[START OF RECORDS FOR THIS EXERCISE]

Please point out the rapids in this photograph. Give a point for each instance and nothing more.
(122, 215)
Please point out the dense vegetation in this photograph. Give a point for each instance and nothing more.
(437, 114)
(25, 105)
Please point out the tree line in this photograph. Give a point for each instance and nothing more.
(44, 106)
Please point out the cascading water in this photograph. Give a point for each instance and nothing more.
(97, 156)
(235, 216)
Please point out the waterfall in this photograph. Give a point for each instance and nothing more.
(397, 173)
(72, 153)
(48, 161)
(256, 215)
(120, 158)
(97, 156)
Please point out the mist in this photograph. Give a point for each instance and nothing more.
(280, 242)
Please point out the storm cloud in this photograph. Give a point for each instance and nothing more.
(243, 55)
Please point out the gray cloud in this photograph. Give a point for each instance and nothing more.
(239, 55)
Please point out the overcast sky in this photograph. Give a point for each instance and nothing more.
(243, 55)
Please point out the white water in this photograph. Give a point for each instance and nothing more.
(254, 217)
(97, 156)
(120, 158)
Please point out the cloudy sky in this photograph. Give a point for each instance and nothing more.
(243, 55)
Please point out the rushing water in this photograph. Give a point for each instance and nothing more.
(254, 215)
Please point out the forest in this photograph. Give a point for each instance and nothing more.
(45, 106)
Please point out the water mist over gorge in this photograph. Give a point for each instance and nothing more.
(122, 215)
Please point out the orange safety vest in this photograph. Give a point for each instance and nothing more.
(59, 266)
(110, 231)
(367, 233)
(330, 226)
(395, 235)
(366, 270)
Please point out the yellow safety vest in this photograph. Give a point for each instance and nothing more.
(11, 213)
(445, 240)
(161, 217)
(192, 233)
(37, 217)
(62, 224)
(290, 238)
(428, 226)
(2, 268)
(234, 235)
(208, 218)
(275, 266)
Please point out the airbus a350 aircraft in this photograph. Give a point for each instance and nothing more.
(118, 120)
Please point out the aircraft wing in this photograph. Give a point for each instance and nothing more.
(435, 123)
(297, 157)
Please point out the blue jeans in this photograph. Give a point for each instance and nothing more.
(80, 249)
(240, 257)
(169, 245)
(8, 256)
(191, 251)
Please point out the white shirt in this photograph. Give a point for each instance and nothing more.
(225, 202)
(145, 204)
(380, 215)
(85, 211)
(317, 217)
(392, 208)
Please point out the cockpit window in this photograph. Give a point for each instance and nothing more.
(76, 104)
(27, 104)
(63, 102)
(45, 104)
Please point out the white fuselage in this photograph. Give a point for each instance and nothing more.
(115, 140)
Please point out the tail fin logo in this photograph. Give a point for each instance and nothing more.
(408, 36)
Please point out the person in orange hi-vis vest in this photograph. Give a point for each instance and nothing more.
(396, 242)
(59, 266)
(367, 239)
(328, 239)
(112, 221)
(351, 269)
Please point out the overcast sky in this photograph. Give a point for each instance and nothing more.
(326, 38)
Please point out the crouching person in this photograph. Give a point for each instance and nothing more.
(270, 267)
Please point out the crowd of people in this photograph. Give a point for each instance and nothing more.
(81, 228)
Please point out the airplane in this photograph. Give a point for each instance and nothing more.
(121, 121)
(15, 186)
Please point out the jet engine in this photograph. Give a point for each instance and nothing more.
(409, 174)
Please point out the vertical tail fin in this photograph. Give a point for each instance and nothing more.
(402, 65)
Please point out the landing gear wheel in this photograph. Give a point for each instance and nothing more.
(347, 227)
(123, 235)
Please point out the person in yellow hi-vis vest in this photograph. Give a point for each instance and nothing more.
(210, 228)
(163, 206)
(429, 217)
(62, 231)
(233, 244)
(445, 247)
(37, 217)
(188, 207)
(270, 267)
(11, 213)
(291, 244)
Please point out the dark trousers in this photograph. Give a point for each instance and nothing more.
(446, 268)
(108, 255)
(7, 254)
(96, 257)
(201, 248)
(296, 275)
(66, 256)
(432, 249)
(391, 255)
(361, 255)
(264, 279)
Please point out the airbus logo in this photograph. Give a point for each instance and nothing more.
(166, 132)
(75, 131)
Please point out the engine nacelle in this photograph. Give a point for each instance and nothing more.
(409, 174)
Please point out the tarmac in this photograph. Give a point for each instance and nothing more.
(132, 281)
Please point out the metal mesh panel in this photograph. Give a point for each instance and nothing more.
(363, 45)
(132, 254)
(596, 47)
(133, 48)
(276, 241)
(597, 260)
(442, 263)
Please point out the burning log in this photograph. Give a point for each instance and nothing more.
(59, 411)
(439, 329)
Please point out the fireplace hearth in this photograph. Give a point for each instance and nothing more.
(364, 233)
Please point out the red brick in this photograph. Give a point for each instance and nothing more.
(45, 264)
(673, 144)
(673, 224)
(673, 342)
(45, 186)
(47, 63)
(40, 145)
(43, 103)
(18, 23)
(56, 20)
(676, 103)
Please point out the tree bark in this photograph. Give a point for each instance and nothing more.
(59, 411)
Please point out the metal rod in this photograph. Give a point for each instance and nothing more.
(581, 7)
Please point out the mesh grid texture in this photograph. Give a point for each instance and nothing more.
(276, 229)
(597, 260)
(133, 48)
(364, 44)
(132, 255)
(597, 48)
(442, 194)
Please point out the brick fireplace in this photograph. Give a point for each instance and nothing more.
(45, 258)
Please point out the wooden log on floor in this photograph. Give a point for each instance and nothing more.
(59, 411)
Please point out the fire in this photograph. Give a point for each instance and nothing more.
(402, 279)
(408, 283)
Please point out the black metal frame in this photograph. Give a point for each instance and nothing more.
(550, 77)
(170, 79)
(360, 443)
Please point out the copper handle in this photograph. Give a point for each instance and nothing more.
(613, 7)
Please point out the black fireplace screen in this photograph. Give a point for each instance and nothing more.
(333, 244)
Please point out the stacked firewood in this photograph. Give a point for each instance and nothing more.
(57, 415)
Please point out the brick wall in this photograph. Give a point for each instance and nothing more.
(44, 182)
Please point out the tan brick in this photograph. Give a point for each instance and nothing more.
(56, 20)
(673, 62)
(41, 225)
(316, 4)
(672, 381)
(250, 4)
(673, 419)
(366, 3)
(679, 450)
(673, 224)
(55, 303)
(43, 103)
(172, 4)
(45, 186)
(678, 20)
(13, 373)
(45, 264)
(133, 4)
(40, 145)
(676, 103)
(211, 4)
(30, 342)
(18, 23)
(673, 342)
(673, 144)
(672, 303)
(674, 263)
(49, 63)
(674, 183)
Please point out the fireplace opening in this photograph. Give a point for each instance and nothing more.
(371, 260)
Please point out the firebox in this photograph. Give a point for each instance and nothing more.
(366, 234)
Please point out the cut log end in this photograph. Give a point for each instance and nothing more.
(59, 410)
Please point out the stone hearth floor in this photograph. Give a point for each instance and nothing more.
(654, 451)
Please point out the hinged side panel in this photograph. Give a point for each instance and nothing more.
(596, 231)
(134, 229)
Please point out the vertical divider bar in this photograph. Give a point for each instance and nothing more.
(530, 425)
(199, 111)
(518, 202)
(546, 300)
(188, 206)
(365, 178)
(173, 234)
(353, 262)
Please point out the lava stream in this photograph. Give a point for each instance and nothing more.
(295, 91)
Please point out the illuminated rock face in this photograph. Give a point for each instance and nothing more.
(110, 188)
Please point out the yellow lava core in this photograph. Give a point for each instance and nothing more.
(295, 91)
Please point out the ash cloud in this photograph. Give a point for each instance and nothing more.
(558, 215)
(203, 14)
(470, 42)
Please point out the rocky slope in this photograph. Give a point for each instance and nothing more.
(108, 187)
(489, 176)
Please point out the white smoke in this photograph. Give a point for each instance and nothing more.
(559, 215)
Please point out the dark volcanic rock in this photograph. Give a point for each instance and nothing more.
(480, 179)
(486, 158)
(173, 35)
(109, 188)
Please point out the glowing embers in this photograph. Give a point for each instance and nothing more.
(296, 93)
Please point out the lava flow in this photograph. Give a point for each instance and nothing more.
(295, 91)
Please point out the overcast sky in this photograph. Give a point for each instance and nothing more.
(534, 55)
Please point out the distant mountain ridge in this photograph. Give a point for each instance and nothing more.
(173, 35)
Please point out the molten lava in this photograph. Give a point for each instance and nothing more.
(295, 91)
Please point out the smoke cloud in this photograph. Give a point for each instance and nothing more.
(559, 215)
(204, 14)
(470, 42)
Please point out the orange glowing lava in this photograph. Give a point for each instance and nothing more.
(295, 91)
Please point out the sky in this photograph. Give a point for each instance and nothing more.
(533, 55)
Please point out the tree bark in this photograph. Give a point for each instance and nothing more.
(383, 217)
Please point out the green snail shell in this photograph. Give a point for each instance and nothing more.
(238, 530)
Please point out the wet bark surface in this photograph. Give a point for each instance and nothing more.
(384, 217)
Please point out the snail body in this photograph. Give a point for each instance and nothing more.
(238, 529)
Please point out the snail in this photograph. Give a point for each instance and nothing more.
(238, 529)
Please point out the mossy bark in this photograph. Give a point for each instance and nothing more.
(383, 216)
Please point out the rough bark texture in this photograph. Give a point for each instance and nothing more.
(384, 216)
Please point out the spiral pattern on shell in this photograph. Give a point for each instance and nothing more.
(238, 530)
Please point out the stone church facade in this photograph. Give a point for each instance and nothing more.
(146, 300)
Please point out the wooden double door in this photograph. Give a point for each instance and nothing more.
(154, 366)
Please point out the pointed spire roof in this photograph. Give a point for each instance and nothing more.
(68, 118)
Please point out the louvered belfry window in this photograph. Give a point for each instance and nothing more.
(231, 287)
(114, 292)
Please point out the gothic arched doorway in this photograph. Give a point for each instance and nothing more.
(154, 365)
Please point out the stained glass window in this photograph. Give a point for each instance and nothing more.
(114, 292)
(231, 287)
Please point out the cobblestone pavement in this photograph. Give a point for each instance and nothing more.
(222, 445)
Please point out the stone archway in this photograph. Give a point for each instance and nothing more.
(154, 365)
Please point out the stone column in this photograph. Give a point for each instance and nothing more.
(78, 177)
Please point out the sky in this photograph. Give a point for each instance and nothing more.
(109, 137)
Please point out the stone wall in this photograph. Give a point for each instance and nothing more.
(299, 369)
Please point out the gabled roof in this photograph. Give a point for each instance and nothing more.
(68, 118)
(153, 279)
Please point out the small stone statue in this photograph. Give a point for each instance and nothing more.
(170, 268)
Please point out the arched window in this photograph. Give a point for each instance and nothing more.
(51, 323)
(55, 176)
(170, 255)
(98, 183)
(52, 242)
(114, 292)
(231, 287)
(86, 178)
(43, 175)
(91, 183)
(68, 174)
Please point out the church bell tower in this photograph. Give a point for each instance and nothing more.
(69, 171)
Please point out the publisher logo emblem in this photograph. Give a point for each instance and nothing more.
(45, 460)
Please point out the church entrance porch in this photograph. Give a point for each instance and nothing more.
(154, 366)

[END OF RECORDS FOR THIS EXERCISE]

◆ **TASK DETAILS**
Through the last line of the entries above, beginning at the line containing "Please point out the gabled", transcribe each line exactly, both ends included and nothing more.

◆ **WORKED SOLUTION**
Please point out the gabled roof in this photograph. Give a point for each instance and nothing more.
(68, 118)
(153, 279)
Please point out the small stone statue in this photograph. Give a point for each instance and nothing more.
(170, 268)
Please point out the arched window in this photograph. Give a point for each instance and nothing more.
(51, 323)
(55, 176)
(170, 255)
(98, 183)
(52, 242)
(114, 292)
(231, 287)
(86, 178)
(43, 175)
(91, 183)
(68, 174)
Please point out the church bell tower in this photograph. Give a point for each instance and nothing more.
(69, 171)
Please point out the publisher logo emblem in this photograph. Give a point for each instance and nothing more.
(45, 460)
Please point out the church entrance porch in this photograph. Give a point for each instance and nothing more.
(154, 366)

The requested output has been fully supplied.